Data to use
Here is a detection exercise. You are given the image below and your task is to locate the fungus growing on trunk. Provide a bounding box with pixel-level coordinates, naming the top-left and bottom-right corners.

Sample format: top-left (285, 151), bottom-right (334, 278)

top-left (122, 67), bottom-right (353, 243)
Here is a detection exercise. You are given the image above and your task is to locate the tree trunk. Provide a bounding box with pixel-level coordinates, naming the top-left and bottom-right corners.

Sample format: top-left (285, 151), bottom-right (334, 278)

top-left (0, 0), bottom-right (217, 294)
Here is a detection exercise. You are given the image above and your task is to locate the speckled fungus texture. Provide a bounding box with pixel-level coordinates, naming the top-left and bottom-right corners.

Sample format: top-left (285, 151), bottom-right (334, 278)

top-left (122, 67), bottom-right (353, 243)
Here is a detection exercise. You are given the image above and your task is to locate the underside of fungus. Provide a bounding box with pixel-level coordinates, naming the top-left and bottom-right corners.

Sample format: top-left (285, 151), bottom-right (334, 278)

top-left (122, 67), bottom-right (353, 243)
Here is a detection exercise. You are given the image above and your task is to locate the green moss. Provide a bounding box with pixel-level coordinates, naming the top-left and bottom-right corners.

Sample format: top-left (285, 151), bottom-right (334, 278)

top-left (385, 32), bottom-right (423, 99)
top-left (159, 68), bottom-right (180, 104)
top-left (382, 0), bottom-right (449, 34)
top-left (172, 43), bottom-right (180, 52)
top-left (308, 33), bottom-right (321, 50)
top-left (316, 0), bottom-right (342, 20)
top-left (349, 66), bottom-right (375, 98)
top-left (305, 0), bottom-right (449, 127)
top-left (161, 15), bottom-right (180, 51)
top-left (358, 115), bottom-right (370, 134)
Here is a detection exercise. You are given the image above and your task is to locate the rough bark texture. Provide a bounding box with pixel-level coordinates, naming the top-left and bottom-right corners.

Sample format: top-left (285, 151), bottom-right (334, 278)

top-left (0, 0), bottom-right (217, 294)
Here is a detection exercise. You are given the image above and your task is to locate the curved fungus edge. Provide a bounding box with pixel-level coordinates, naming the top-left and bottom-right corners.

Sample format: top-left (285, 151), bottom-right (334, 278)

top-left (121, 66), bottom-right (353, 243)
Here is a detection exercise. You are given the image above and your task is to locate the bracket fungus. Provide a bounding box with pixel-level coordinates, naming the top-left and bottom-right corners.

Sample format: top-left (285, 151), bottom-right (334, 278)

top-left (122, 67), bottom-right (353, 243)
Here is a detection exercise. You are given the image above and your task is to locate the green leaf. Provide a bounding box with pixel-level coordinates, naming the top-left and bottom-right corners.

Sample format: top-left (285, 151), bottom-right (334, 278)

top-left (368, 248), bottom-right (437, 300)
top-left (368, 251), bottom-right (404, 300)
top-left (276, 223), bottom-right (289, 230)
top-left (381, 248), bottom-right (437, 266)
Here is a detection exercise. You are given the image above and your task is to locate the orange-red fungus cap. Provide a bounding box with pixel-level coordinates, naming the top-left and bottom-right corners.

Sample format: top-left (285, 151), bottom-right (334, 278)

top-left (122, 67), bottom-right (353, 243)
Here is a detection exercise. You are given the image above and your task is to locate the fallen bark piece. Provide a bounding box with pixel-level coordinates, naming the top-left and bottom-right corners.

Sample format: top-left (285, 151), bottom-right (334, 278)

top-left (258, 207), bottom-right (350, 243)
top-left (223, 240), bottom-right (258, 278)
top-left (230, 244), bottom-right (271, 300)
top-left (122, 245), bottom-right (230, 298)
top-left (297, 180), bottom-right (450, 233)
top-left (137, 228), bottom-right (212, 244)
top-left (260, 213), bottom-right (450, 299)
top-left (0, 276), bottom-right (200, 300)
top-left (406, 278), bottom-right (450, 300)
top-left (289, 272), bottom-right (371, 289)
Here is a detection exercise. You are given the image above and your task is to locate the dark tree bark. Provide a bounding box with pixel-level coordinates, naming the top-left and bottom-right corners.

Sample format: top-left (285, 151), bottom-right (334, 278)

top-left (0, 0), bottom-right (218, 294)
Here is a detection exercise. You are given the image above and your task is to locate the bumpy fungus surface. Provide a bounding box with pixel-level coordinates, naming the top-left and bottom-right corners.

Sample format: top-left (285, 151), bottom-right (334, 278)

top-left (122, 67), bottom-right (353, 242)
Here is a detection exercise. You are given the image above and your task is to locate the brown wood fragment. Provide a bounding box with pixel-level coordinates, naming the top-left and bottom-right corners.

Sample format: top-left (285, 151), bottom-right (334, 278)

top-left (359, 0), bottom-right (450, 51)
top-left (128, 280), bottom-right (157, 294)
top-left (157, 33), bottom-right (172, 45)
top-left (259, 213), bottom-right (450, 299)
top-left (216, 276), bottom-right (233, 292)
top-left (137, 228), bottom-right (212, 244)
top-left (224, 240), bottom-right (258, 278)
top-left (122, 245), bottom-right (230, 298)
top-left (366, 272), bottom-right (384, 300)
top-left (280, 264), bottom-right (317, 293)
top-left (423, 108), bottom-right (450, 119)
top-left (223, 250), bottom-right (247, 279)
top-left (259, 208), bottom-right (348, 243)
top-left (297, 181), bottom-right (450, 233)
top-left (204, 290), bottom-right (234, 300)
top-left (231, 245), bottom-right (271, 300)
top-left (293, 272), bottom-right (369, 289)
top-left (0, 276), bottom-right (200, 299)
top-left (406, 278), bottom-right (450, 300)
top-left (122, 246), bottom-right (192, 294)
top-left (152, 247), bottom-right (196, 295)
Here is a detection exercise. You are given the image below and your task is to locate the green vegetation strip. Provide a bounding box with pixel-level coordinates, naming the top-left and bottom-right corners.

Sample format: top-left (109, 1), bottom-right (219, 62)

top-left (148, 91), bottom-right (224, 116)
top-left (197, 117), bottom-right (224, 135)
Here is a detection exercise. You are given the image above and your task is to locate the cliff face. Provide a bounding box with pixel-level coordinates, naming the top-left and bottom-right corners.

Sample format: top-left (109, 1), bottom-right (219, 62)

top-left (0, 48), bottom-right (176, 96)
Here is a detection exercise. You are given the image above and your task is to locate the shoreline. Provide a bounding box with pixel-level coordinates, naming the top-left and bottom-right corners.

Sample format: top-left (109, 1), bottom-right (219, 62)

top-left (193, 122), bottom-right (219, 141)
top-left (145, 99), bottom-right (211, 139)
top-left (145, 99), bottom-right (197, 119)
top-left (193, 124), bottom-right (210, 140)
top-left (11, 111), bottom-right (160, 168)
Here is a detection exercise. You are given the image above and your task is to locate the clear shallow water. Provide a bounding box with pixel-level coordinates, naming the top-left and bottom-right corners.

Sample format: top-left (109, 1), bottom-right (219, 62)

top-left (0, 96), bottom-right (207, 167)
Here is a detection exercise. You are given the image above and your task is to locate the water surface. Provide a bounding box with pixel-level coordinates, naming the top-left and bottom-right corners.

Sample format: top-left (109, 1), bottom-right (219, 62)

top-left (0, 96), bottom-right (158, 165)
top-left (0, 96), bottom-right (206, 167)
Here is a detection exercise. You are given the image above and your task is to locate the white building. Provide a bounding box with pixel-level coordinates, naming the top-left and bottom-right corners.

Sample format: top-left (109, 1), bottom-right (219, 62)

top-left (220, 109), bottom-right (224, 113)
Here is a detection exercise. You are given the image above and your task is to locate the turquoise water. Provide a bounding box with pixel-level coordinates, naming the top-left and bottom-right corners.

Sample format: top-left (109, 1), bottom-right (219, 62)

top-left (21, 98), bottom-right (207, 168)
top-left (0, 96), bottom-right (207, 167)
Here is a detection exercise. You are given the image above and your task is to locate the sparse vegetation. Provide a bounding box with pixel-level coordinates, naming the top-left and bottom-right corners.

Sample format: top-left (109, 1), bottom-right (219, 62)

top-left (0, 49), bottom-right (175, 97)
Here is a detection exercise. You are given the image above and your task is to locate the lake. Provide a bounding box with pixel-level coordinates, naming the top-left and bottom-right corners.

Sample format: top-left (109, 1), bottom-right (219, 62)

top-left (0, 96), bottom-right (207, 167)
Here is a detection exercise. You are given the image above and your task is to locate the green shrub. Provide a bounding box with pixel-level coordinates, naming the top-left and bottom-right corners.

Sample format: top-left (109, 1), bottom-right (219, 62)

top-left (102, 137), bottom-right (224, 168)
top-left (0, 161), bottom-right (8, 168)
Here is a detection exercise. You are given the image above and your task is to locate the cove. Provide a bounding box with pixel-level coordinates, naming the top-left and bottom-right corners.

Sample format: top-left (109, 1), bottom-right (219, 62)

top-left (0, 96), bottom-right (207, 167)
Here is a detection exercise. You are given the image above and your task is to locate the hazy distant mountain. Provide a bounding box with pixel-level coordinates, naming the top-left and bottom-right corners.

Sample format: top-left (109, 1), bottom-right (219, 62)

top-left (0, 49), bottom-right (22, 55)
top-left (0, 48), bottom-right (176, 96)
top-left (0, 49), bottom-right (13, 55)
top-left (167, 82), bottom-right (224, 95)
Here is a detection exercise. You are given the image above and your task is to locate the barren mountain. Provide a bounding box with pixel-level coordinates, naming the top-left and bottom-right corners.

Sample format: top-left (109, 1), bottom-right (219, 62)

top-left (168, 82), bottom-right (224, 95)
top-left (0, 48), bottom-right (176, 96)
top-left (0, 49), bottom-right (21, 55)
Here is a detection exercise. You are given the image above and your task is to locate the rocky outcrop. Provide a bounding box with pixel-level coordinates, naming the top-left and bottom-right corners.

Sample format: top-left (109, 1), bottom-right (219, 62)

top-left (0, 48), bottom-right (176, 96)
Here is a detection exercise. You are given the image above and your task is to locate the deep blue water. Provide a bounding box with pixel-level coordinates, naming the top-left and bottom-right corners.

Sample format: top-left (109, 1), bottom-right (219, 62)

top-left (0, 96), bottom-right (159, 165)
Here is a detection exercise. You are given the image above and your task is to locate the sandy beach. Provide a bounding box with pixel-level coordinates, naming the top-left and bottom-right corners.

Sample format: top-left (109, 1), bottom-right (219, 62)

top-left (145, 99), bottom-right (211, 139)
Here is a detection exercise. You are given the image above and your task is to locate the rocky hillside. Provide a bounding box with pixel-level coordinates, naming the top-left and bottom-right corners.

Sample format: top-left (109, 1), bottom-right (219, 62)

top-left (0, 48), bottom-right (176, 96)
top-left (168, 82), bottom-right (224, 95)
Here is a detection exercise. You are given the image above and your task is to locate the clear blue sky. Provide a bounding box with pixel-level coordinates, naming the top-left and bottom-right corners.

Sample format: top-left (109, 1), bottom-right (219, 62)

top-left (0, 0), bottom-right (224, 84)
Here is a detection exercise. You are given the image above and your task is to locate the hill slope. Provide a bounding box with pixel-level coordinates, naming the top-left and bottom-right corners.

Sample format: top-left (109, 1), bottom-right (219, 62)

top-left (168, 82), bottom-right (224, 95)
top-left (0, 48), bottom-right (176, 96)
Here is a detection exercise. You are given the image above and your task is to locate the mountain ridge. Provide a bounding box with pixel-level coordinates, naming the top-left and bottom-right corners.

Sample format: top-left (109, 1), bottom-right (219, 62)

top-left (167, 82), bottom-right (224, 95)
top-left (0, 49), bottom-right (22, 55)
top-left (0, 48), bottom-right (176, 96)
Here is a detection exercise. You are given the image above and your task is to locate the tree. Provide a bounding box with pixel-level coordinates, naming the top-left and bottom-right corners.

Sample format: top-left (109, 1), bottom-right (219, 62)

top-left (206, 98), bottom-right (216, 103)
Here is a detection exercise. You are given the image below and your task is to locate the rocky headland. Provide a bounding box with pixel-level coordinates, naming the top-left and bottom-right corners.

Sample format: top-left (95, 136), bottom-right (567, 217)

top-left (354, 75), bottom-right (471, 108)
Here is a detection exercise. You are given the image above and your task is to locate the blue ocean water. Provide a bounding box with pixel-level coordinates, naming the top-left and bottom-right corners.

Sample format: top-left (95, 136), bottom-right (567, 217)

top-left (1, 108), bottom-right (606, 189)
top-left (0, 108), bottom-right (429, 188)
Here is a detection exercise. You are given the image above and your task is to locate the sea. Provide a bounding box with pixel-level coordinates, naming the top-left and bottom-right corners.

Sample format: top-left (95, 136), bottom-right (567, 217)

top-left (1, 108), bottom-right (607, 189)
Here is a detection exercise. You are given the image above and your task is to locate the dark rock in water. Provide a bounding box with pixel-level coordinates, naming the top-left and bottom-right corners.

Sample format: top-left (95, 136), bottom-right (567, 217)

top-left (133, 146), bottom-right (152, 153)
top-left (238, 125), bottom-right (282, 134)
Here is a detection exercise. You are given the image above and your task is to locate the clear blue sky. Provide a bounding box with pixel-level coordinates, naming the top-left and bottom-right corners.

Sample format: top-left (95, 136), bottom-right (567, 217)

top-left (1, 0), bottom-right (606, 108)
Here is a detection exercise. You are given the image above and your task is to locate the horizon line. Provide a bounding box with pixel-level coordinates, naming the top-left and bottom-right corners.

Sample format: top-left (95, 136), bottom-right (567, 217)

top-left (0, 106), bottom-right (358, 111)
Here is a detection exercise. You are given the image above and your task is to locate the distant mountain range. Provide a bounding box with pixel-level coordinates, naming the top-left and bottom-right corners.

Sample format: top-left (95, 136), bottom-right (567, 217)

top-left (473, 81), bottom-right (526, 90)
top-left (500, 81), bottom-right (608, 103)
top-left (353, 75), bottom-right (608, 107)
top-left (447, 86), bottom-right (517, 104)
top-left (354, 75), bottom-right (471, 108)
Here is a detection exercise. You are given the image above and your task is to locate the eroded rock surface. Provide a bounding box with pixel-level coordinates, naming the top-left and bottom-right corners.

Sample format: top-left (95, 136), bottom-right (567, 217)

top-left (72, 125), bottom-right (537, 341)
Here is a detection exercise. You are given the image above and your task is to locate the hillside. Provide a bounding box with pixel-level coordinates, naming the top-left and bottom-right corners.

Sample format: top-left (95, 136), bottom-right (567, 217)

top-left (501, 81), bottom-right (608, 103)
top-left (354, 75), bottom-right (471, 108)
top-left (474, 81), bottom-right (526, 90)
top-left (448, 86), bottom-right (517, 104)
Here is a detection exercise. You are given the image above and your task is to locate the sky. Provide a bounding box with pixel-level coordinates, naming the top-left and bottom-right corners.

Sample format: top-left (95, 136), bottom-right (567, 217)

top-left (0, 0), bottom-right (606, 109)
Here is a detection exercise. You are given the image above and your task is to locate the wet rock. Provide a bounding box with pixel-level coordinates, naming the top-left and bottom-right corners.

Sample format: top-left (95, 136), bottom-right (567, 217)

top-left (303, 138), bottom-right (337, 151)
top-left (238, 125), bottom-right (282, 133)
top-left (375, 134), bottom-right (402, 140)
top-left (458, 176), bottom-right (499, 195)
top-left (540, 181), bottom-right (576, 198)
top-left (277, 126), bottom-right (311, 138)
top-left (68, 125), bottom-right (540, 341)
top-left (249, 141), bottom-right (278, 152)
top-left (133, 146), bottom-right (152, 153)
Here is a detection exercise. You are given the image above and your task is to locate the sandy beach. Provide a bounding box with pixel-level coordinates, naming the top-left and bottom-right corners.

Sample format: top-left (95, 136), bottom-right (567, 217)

Problem to work on
Nothing but a number should be given: the count of lines in the entries that contain the word "rocky".

Problem solution
3